What the task asks → From the passage on the overnight trial recess, output the text between "343-45 (1963). Other" and "A.2d 276 (1965).", inclusive, copied word for word.

Quoted text →
____________________
The recess at issue was only one of many called during a trial
that continued over 10 calendar days. But it was an overnight
recess, 17 hours long. It is common practice during such recesses
for an accused and counsel to discuss the events of the day's
trial. Such recesses are often times of intensive work, with
tactical decisions to be made and strategies to be reviewed. The
lawyer may need to obtain from his client information made relevant
by the day's testimony, or he may need to pursue inquiry along
lines not fully explored earlier. At the very least, the overnight
recess during trial gives the defendant a chance to discuss with
counsel the significance of the day's events. Our cases recognize
that the role of counsel is important precisely because ordinarily
a defendant is ill-equipped to understand and deal with the trial
process without a lawyer's guidance.
"The right to be heard would be, in many cases, of little avail
if it did not comprehend the right to
Page 425 U. S. 89
be heard by counsel. . . . [A defendant] is unfamiliar with the
rules of evidence. . . . He lacks both the skill and knowledge
adequately to prepare his defense, even though he [may] have a
perfect one. He requires the guiding hand of counsel at every step
in the proceedings against him."
Powell v. Alabama, 287 U. S. 45,
287 U. S. 68-69
(1932).
See also Argersinger v. Hamlin, 407 U. S.
25,
407 U. S. 31-36
(1972);
Gideon v. Wainwright, 372 U.
S. 335,
372 U. S.
343-45 (1963). Other courts have concluded that an order
preventing a defendant from consulting his attorney during an
overnight recess infringes upon this substantial right.
See
United States v. Venuto, 182 F.2d 519 (CA3 1950);
People
v. Noble, 42 Ill.2d 425!
248 N.E.2d 96
(1969);
Commonwealth v. Werner, 206 Pa.Super. 498, 214
A.2d 276 (1965).
____________________
(Excerpts of location labeling data)
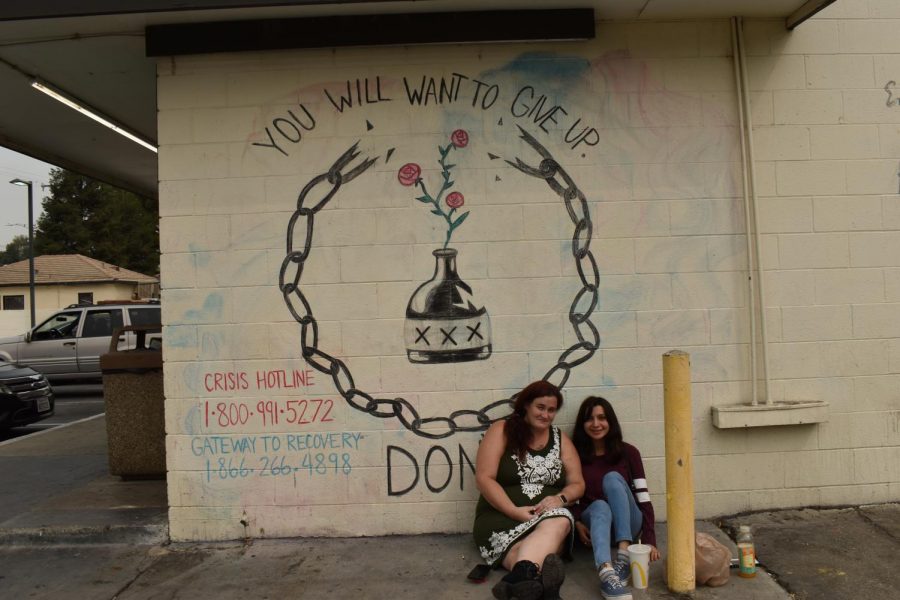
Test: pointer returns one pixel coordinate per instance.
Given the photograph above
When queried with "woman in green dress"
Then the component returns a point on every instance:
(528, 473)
____________________
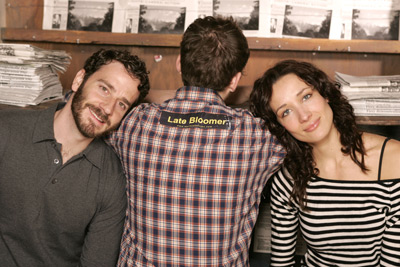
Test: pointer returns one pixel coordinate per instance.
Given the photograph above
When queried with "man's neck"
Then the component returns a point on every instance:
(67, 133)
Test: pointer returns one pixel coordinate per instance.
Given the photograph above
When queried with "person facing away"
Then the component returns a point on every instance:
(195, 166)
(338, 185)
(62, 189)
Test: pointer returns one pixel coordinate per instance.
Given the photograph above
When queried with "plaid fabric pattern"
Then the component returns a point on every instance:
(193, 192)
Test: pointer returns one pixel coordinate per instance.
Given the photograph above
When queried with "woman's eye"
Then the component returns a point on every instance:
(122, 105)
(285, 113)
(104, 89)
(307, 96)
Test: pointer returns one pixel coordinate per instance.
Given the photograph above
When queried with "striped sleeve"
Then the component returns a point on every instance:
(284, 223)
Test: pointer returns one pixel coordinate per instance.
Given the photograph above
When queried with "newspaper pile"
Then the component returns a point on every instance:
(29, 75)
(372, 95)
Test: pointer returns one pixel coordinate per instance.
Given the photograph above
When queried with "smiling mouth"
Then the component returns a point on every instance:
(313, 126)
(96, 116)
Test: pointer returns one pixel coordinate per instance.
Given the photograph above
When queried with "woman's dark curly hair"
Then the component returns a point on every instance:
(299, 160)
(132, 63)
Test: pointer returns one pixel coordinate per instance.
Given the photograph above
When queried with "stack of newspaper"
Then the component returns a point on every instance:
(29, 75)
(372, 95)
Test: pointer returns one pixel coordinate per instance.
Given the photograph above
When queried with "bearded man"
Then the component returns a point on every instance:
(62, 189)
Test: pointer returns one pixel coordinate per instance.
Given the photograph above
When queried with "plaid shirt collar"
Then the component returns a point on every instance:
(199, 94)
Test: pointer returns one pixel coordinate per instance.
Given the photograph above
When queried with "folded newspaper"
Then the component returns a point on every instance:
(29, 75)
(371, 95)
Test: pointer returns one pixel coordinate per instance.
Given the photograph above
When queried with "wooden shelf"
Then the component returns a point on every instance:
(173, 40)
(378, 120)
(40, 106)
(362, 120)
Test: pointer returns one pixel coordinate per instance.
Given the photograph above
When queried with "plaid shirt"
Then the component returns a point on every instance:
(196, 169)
____________________
Output for this exercise →
343-45 (1963). Other courts have concluded that an order
preventing a defendant from consulting his attorney during an
overnight recess infringes upon this substantial right.
See
United States v. Venuto, 182 F.2d 519 (CA3 1950);
People
v. Noble, 42 Ill.2d 425!
248 N.E.2d 96
(1969);
Commonwealth v. Werner, 206 Pa.Super. 498, 214
A.2d 276 (1965).